> [Énoncé] Combien de lignes du listing ci-dessous contiennent la chaîne "child" ? Tenez compte de la casse et répondez seulement par le nombre.

##### Données à traiter

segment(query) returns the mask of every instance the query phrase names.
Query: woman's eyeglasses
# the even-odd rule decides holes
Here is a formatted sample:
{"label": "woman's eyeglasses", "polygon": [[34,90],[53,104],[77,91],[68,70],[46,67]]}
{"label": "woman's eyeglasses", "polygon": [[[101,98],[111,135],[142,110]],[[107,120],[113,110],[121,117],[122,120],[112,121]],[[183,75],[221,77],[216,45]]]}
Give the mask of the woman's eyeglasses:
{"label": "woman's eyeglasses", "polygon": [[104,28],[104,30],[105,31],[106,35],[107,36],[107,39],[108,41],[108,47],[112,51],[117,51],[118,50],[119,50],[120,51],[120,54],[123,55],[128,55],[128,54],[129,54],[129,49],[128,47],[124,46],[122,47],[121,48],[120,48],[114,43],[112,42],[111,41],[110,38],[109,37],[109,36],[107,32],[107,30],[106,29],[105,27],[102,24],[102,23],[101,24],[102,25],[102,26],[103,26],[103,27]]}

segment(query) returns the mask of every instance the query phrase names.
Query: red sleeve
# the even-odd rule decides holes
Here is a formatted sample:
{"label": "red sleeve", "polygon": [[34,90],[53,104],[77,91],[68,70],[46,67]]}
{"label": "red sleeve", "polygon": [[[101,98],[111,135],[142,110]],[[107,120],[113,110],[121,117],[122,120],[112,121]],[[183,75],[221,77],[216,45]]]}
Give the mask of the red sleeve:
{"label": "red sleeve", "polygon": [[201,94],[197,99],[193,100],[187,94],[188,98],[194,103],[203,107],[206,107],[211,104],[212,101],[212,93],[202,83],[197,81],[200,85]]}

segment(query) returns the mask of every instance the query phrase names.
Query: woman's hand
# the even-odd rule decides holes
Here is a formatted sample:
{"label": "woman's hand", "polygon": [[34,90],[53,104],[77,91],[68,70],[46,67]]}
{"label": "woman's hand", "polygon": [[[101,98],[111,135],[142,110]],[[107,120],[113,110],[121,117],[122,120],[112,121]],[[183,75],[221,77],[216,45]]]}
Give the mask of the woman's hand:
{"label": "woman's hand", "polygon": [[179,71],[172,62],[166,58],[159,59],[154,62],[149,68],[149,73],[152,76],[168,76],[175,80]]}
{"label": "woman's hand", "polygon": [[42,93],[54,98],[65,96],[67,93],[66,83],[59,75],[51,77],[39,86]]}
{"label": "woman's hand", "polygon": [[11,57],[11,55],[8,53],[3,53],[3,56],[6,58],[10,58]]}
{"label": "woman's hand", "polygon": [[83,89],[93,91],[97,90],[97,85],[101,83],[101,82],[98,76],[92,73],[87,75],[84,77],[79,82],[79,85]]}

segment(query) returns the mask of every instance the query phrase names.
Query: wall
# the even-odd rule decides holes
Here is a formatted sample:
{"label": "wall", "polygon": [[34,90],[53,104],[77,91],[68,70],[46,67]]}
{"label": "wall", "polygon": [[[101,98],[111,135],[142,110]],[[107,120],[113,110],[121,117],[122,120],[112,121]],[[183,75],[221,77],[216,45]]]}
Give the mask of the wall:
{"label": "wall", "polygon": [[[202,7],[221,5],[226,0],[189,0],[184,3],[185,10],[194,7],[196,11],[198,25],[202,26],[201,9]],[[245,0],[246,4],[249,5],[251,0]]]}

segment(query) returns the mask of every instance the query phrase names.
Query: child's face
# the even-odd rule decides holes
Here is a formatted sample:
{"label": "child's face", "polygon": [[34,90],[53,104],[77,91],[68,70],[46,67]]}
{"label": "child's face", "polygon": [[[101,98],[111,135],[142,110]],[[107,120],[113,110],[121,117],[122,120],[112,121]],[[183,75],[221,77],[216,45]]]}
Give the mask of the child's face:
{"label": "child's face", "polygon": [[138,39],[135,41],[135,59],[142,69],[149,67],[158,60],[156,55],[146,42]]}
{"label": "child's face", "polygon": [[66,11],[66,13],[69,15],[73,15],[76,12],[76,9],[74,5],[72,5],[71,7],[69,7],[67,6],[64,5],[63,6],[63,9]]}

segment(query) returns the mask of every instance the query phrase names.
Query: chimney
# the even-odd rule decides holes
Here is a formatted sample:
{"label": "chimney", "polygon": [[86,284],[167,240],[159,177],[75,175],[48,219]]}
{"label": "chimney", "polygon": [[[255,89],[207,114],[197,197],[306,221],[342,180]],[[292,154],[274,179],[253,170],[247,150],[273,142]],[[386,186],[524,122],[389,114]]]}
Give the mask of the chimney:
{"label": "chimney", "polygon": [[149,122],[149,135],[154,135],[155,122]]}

##########

> [Réponse] 6